Task details: Without any of their pictures, return all of the records exactly.

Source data
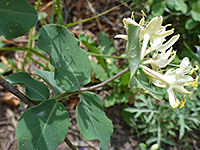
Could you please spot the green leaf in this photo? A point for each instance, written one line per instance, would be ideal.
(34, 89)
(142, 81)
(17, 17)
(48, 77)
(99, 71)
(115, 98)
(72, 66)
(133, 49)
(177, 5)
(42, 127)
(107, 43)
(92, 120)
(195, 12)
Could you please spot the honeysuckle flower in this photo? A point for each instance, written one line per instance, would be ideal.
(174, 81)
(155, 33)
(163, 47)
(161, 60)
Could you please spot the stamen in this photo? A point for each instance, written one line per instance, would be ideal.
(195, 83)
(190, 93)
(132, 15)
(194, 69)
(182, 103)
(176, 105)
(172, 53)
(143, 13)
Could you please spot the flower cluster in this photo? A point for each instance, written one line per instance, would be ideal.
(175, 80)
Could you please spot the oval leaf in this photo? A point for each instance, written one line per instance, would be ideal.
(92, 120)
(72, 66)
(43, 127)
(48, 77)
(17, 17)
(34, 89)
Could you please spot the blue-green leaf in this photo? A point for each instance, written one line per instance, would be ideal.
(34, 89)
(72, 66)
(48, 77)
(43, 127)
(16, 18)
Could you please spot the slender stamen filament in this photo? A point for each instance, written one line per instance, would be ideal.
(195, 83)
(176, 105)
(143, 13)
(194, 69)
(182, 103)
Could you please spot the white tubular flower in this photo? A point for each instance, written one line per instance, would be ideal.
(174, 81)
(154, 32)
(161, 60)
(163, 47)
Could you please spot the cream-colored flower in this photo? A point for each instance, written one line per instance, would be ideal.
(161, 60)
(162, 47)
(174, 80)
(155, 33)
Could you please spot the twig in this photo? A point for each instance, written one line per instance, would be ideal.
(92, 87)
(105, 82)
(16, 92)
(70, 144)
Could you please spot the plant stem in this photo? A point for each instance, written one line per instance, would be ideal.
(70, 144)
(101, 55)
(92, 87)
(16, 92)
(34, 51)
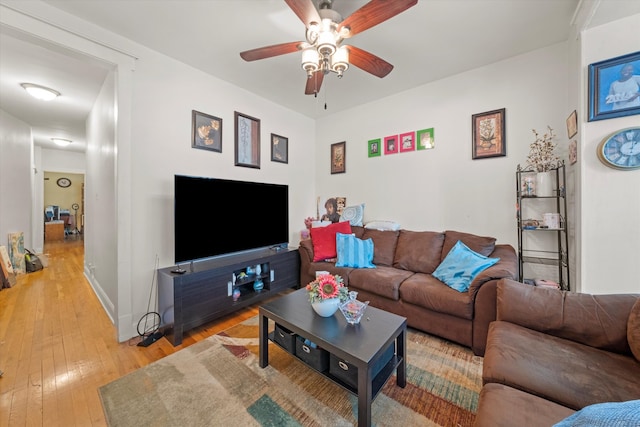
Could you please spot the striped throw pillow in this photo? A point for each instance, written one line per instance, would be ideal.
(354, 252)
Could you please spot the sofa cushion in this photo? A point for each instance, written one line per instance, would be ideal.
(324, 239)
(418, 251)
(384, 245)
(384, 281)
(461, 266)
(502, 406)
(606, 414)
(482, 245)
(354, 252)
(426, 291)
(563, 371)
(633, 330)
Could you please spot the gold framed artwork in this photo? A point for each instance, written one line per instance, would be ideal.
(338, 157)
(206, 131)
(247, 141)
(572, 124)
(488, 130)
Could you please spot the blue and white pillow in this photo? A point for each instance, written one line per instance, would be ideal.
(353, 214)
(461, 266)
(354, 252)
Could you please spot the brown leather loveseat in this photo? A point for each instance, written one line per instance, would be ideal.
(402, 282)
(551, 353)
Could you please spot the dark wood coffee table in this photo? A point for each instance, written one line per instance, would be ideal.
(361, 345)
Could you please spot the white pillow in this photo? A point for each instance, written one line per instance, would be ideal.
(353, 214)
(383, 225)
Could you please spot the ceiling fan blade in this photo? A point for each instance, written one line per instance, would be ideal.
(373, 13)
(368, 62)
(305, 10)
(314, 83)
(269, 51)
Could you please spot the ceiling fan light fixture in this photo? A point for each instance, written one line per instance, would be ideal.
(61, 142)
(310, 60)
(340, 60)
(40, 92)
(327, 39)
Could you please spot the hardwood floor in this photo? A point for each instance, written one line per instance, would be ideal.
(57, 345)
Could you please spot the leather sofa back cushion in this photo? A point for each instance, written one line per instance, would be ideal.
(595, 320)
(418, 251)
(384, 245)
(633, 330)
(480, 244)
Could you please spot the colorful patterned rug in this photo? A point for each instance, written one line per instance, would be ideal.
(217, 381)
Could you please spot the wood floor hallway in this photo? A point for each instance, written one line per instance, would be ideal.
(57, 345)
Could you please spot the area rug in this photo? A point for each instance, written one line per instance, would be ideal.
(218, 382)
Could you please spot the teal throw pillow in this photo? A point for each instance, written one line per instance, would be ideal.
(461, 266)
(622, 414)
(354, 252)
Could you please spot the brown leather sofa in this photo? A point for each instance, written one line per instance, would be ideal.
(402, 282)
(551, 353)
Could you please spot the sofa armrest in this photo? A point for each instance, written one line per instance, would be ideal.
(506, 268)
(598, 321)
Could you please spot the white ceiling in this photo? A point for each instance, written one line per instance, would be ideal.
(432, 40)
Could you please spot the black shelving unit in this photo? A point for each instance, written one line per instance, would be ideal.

Expected answer:
Could you please spot the green leaf in this photo? A point for each instance, written one line per instance, would be ideal.
(34, 89)
(142, 81)
(17, 17)
(48, 77)
(99, 71)
(115, 98)
(72, 66)
(133, 49)
(177, 5)
(42, 127)
(107, 43)
(92, 120)
(195, 12)
Could you please spot the honeysuckle flower in this photo? A point for each instance, written one line per instance, would be ideal.
(174, 81)
(155, 33)
(163, 47)
(161, 60)
Could you please spot the stamen in this photo? A point for each instance, written one line per instance, would be ideal.
(195, 83)
(190, 93)
(132, 15)
(194, 69)
(182, 103)
(176, 105)
(172, 53)
(143, 13)
Could you please spot the flower cluster in this photo? A point for each instance, written one line per instance, would be ideal.
(175, 80)
Could you please spot the oval leaf in this photo? A point for each instance, written one line per instance, would be ideal.
(92, 120)
(72, 66)
(43, 127)
(48, 77)
(17, 17)
(34, 89)
Could you please spot the blue-green leaf in this photo? A point for each instance, written one line per instance, would be ideal.
(34, 89)
(72, 66)
(48, 77)
(43, 127)
(16, 18)
Could you please spot the slender stamen filament in this photo? A point for each instance, written one line per instance, would be ideal.
(195, 83)
(176, 105)
(143, 13)
(194, 69)
(182, 103)
Could you please spot the white tubular flower in this photo? A point for each instance, written one line per instance, would be ideal.
(174, 81)
(154, 32)
(161, 60)
(163, 47)
Could you please spot the cream-colored flower in this photo? A point for each instance, written one line per instance, would be ideal.
(161, 60)
(162, 47)
(174, 80)
(155, 33)
Could you please spot the twig in this photo? A point for each instance, written one line per instance, would be ideal.
(92, 87)
(105, 82)
(16, 92)
(70, 144)
Could you please spot the plant stem in this photo? A point for each instance, written one line per instance, would be ideal.
(70, 144)
(101, 55)
(92, 87)
(16, 92)
(34, 51)
Could you please spot the striped throw pillow in this photo? A point for each instance, written one line per instance, would be ideal.
(354, 252)
Could you please spot the sofa cushion in this photo? A point for each instance, written one line per instance, would be ideal.
(324, 239)
(418, 251)
(384, 245)
(384, 281)
(461, 266)
(502, 406)
(606, 414)
(482, 245)
(354, 252)
(426, 291)
(563, 371)
(633, 330)
Could you please spot the gold framed artwork in this photo? A point for each instance, written one line per instance, would be ideal.
(338, 157)
(206, 131)
(247, 141)
(572, 124)
(488, 130)
Could you please spot the blue and white pillow in this photo? A point for each instance, written one line per instance, would be ideal.
(353, 214)
(461, 266)
(354, 252)
Could you please spot the brown leather loveseat in this photo? A point for each instance, written one line per instance, would be ideal.
(402, 282)
(551, 353)
Could you please spot the dark wood coffee table in this photo? A point for each instance, written one line per instance, would be ideal.
(361, 345)
Could you please spot the white pillow in this photo? A point for each instance, written one line per instance, would be ideal.
(353, 214)
(383, 225)
Could you please spot the ceiling fan blade in this photo? A point for each instance, written one line per instance, would be ideal.
(373, 13)
(368, 62)
(305, 10)
(314, 83)
(269, 51)
Could you please spot the ceiling fan light fixture in this photo? A point for each instance, written one line per instance, would be ideal.
(61, 142)
(310, 60)
(340, 60)
(40, 92)
(327, 39)
Could you please spot the hardwood floor in this photo? A point for each instance, written one line per instance, would be ideal.
(57, 345)
Could you please spot the leather sofa back cushion in this photo? A point for each instance, written one line per instance, would be ideal.
(595, 320)
(418, 251)
(384, 245)
(633, 330)
(480, 244)
Could you please spot the colorful patterned rug in this photo? A point for each instance, written one line per instance, would be ideal.
(217, 381)
Could you please spot the wood floor hallway in this photo? A point for each instance, written one line per instance, would be ideal.
(57, 345)
Could you please spot the area rug in this photo? A point for each instance, written one line per instance, would be ideal.
(218, 382)
Could you please spot the teal throw pillow in this photo? A point for each instance, written one line per instance, would be ideal.
(461, 266)
(622, 414)
(354, 252)
Could you please spot the brown leather sofa in this photo? A point for each instance, written one line per instance, would be ideal.
(402, 282)
(551, 353)
Could you please spot the sofa armrest in this photo? A point for each instance, written one line per instance, would be ideal.
(506, 268)
(598, 321)
Could you please spot the white ceiling in this photo? A point for each instance, written one line per instance, would be ideal.
(432, 40)
Could you please spot the black shelving unit in this photo? A point for each instance, written one line per instance, would be ideal.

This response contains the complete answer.